- Task to carry out
Carry on the FreeBSD mailing-list reply about upgrading the base system versus ports, starting right after its final sentence.

- Text provided
= = = = =

CLARITY re: challenge: end of life for 6.2 is premature withbuggy 6.3

Robert Watson rwatson at FreeBSD.org
Wed Jun 11 18:36:29 UTC 2008


On Wed, 11 Jun 2008, Paul Schmehl wrote:

> From a security standport, backporting fixes to previous versions of ports 
> creates a difficulty.  It's much harder to tell, for example, if a RedHat 
> "port" is vulnerable or not, because RedHat uses their own proprietary 
> versioning system to define "where" a particular "port" is at.
>
> So, while your system might *say* it's running php version 5.2, it's really 
> *not* vulnerable because in RedHatese it's version 5.2.1.6.92000.p-2.1 (I'm 
> just making that up.)
>
> If this idea ever gets off the ground, I *hope* the folks involved with find 
> a rational, logical way to define the versioning so that it's not 
> hieroglyphics to the average person.

I hope not to offend the ports folks in saying this, but it seems clear to me 
that the narrower scope and better-defined components of the base system have 
(over time) lead to a much easier incremental upgrade path than ports and 
packages.

= = = = =

- Provided material
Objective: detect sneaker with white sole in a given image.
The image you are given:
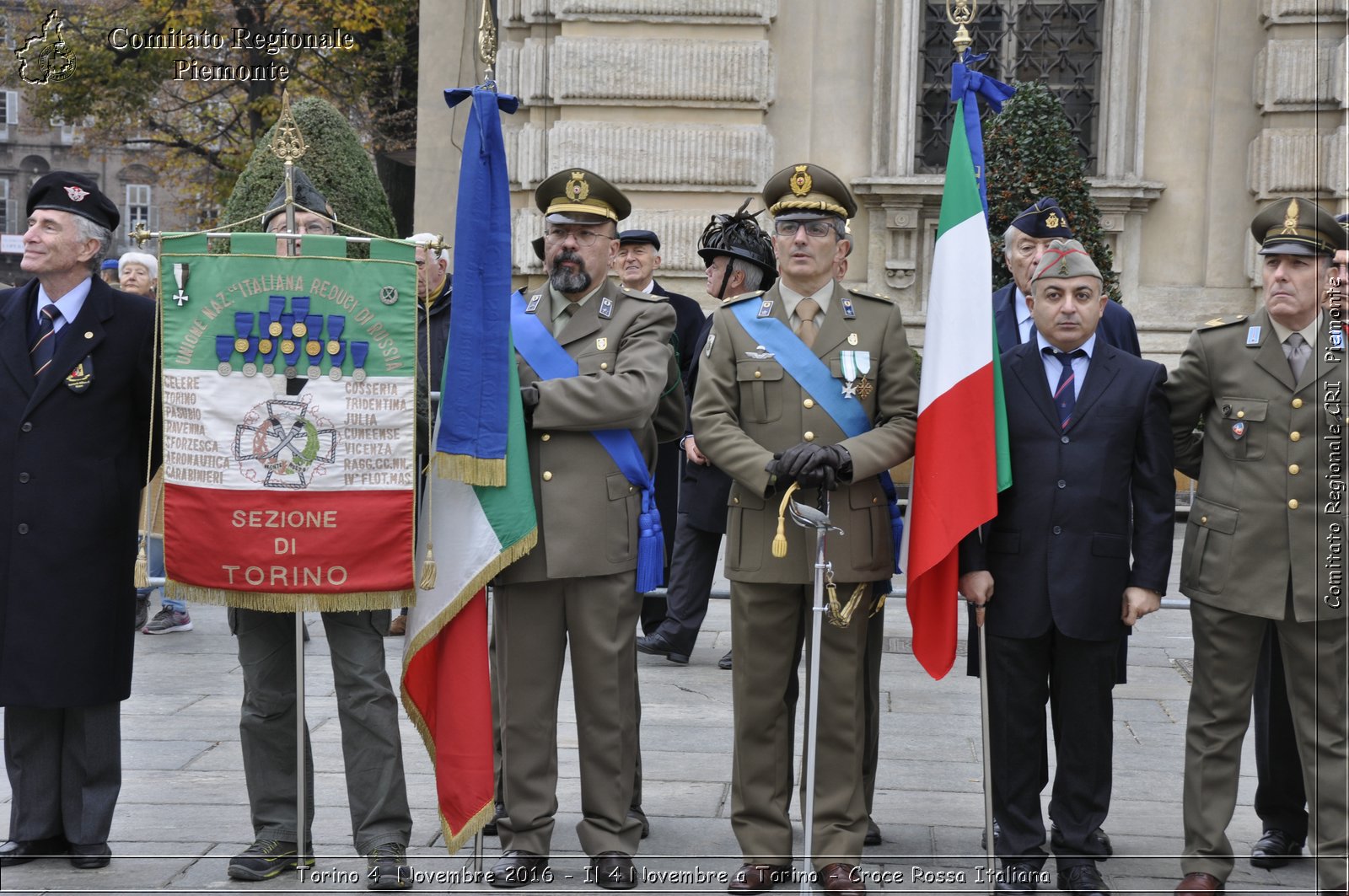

= = = = =

- Task response
It's not clear to me how you could apply the same level of attention to 
something as large as the ports collection, except perhaps to select a subset 
of ports you care "more" about, and provide a higher quality of service for 
them.  In effect, try to find a semantically richer middle ground between 
"it's someone else's problem, our role is primarily to bundle" and "it's 
entirely our problem and in revision control".  We already do this for some 
ports, in that the people involved in adapting and maintaining some of the 
larger/more critical parts, such as X.org, KDE, Gnome, and quite a few others, 
spend vast amounts of time ensuring that things work well, but largely without 
the help of revision control in the ports tree.  I'm not proposing we 
incorporate X.org into CVS (SVN?) or the like, but perhaps there is a way we 
could better present the choices reflected there.  That doesn't help users of 
random tiny software packages, and I'm not sure anything can, but perhaps we 
can provide a smoother incremental maintenance path for some key packages.

Mind you, ports really isn't my area, so I am at significant risk speculating 
in this area.  Experience with the base system shows that the real work is 
always in the details, and hardly ever in the big ideas, and so only by truly 
implementing a system and trying it out can you determine whether it really 
works in practice.  It's easy to wave ones hands at a high level (as I've 
done), but it's the proof-of-concept that matters.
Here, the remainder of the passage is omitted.